This has been a big month for abortion rights. In North Dakota, where there is only one abortion clinic, a District Court judge voided a two-year-old set of state restrictions on the use of medications to induce first-trimester abortions. And in Mississippi last Monday, a federal judge blocked some elements of state law intended to shut down the state’s only abortion clinic.
But make no mistake: The competition to shut down “the last clinics” in states with only one clinic is ongoing; call it The Red State Derby. In Mississippi, Arkansas, North Dakota, South Dakota and Wyoming, pro-life groups such as 40 Days for Life are working to bring about “the first abortion-free state where abortion is legal but it’s simply not available.”
Forty years after Roe v. Wade made abortion a constitutional right across the nation individual states are staging subtle and not-so-subtle insurrections, aiming to be the first clinic-less state.
This session, Arkansas passed a ban on abortions after 12 weeks with very limited exceptions. It briefly had banned any abortions after six weeks, according to Julie Rikelman, litigation director at the Center for Reproductive Rights. As Rikelman told me, North Dakota was not to be outdone by Arkansas. So North Dakota recently passed a ban on abortion at six weeks (which is when a fetal heartbeat can be detected) that hasn’t yet taken effect.
In Mississippi, the Red State Derby started to intensify in the spring of 2012. That was when the doctors at Jackson Women’s Health Organization, an abortion clinic in Mississippi’s state capital, were pressured to get admitting privileges at local hospitals. This was impossible: No local hospital would offer the clinic’s two doctors such privileges because the doctors fly in from out of state (partially for their own safety) and thus have no particular relationships with hospitals in the area. Privileges are typically only granted in-state. This pressure simply intensified other prohibitions — that parents of a minor must provide consent; that women must come to the facility twice to get a procedure and wait 24 hours.

__How to complete this task__. Reproduce the passage on abortion clinic restrictions word for word, from "Forty years after" to "first clinic-less state.".

__Supplied data__.
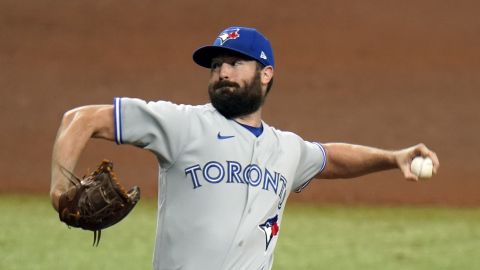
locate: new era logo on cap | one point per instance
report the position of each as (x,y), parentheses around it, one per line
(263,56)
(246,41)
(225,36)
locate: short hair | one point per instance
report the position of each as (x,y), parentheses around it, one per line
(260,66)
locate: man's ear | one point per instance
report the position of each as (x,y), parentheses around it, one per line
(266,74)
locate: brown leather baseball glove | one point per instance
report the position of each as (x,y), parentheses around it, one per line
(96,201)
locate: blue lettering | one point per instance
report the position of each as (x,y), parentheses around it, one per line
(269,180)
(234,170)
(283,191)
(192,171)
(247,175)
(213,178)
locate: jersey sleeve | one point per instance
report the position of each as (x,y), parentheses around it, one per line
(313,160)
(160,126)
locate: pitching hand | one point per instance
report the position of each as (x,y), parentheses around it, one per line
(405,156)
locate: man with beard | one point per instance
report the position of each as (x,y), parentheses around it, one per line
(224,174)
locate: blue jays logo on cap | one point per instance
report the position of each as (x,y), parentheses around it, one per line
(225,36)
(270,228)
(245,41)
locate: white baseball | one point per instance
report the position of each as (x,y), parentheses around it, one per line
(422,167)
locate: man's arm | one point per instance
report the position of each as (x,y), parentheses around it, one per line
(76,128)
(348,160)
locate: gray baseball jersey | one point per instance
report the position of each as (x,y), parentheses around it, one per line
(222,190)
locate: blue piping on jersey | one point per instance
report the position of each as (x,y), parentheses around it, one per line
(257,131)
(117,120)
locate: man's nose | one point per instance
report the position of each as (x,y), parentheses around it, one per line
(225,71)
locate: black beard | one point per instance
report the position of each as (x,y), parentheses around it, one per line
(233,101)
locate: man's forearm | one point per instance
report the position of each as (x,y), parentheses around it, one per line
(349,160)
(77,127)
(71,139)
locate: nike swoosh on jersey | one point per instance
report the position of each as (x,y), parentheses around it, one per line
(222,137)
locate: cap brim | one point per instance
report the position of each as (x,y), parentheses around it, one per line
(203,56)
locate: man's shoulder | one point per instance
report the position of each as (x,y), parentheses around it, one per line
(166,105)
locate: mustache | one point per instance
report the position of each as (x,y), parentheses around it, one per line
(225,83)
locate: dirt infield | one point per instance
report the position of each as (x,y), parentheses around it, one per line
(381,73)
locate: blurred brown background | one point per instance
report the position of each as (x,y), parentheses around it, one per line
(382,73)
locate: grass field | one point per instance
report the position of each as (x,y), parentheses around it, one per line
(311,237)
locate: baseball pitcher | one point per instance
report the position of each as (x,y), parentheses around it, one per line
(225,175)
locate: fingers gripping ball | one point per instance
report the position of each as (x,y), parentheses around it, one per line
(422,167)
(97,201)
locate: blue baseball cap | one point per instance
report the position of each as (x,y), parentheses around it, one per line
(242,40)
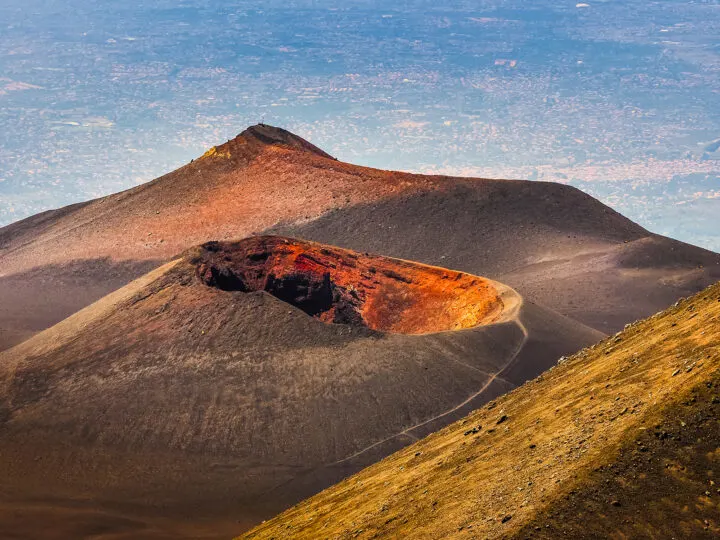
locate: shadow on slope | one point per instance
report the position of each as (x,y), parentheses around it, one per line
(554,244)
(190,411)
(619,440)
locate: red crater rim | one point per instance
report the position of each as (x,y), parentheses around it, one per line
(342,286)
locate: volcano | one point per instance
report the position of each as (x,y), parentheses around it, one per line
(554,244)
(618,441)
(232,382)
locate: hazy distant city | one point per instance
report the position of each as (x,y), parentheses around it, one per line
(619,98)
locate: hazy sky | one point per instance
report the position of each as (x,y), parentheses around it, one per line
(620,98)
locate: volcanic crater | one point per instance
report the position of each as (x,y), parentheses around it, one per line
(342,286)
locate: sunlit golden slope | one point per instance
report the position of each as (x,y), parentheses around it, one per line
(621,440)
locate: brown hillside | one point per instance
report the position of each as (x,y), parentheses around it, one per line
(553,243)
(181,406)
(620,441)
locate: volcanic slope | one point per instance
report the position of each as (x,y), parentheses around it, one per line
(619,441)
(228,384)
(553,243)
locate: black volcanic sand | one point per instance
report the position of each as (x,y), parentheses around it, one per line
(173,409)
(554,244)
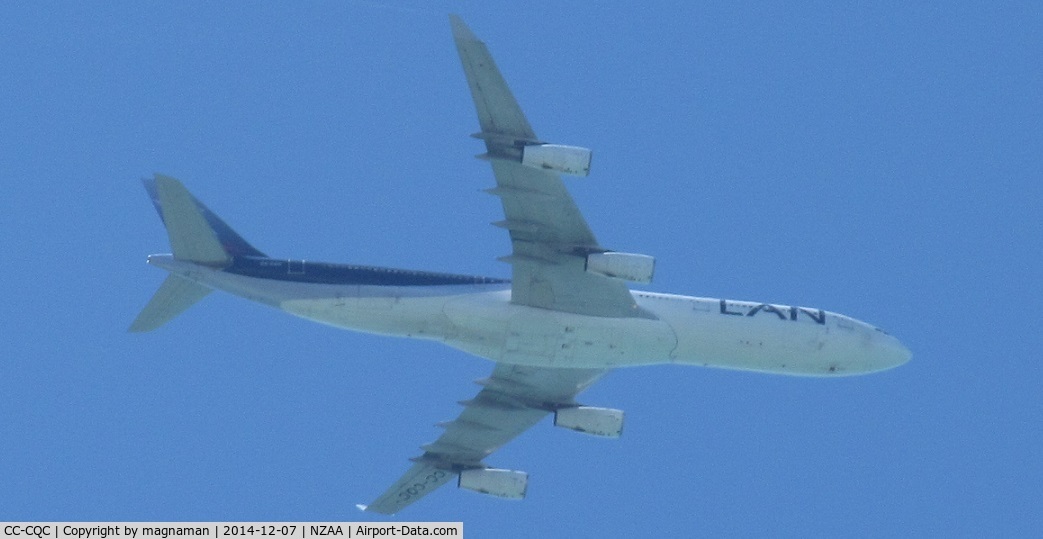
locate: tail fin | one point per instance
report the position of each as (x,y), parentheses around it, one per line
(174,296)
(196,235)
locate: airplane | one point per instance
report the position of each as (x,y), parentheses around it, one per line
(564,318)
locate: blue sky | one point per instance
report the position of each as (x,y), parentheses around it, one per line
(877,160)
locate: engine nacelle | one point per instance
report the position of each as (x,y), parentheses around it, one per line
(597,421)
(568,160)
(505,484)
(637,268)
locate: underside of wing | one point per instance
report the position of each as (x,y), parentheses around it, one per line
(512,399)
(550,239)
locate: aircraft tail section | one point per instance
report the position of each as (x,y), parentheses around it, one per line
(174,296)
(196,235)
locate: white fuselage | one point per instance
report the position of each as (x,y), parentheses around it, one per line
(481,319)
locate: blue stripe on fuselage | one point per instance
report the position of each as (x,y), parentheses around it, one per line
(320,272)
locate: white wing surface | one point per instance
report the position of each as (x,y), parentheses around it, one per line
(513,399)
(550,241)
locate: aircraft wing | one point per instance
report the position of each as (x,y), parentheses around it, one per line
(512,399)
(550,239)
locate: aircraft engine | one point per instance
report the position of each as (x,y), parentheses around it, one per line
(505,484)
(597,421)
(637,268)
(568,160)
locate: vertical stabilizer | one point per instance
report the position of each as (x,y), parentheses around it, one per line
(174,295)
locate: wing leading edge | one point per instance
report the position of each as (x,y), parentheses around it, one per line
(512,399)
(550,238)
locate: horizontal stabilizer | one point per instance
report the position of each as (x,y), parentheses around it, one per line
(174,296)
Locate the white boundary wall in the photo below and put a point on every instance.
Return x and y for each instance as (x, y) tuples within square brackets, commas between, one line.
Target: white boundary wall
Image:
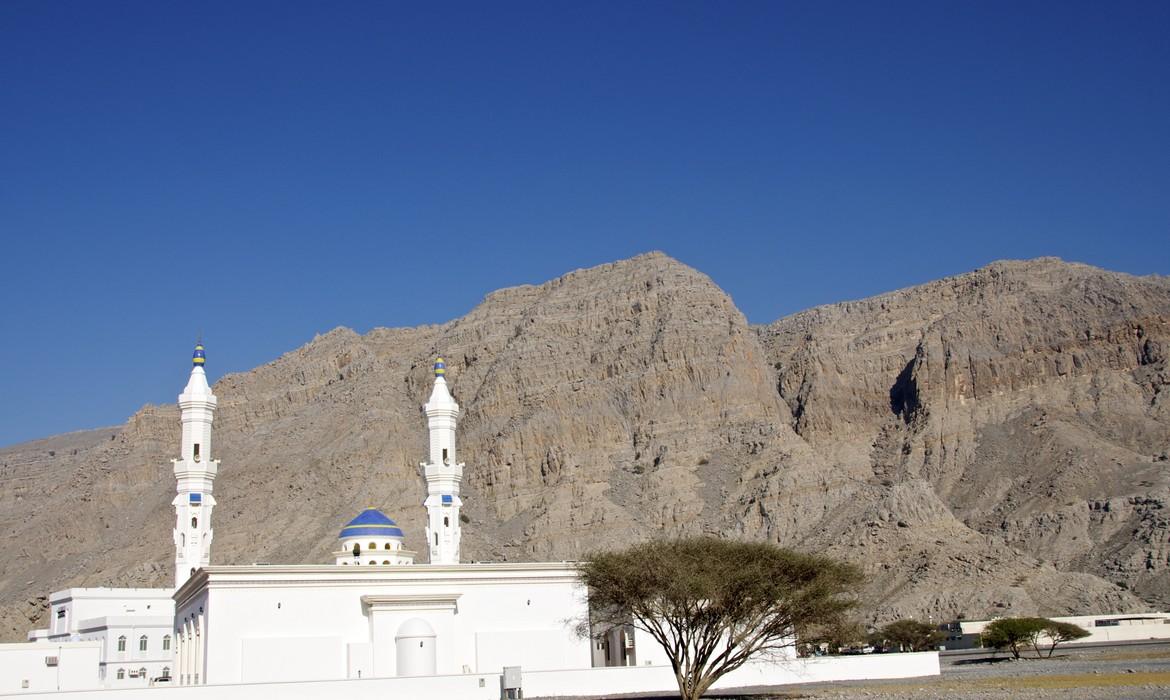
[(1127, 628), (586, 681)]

---

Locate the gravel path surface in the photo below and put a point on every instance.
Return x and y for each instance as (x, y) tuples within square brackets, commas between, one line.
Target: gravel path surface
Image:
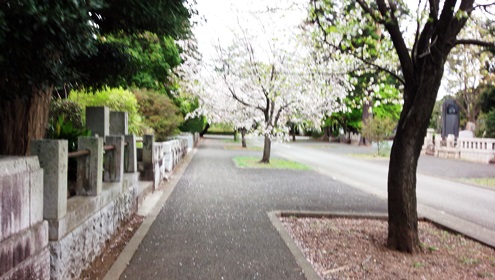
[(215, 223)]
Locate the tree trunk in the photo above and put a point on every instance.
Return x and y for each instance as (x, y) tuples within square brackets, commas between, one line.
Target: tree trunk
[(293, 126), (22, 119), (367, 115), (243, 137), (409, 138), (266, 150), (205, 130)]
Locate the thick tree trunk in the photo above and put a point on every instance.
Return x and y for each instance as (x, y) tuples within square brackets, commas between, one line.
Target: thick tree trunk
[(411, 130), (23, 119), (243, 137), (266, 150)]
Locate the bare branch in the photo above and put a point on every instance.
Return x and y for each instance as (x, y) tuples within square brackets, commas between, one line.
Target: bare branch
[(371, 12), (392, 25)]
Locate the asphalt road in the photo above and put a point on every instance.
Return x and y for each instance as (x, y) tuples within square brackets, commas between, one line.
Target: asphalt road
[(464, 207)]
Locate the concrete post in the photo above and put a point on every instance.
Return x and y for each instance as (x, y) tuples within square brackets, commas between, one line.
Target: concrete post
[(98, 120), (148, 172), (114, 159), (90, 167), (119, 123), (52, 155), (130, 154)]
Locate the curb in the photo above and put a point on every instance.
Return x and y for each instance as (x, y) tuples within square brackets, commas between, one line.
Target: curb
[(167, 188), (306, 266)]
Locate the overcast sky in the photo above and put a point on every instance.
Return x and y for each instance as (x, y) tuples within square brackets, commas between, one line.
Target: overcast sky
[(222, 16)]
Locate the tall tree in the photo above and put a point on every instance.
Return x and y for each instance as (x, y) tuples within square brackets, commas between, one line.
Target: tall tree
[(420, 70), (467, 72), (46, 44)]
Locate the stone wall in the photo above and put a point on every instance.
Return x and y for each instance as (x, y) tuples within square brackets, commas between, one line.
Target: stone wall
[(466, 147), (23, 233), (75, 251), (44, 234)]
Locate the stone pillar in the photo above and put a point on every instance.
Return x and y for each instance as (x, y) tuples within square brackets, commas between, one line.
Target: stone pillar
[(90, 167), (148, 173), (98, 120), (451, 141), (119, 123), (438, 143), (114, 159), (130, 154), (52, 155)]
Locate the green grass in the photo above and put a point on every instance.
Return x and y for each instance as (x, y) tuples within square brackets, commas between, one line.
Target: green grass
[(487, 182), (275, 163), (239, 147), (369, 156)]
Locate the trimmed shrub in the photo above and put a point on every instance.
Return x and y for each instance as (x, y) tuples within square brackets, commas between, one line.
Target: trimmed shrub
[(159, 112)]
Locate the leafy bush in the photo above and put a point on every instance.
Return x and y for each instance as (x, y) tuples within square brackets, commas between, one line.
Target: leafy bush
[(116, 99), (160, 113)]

__Solution below__.
Forty years after Roe v. Wade made abortion a constitutional right across the nation individual states are staging subtle and not-so-subtle insurrections, aiming to be the first clinic-less state.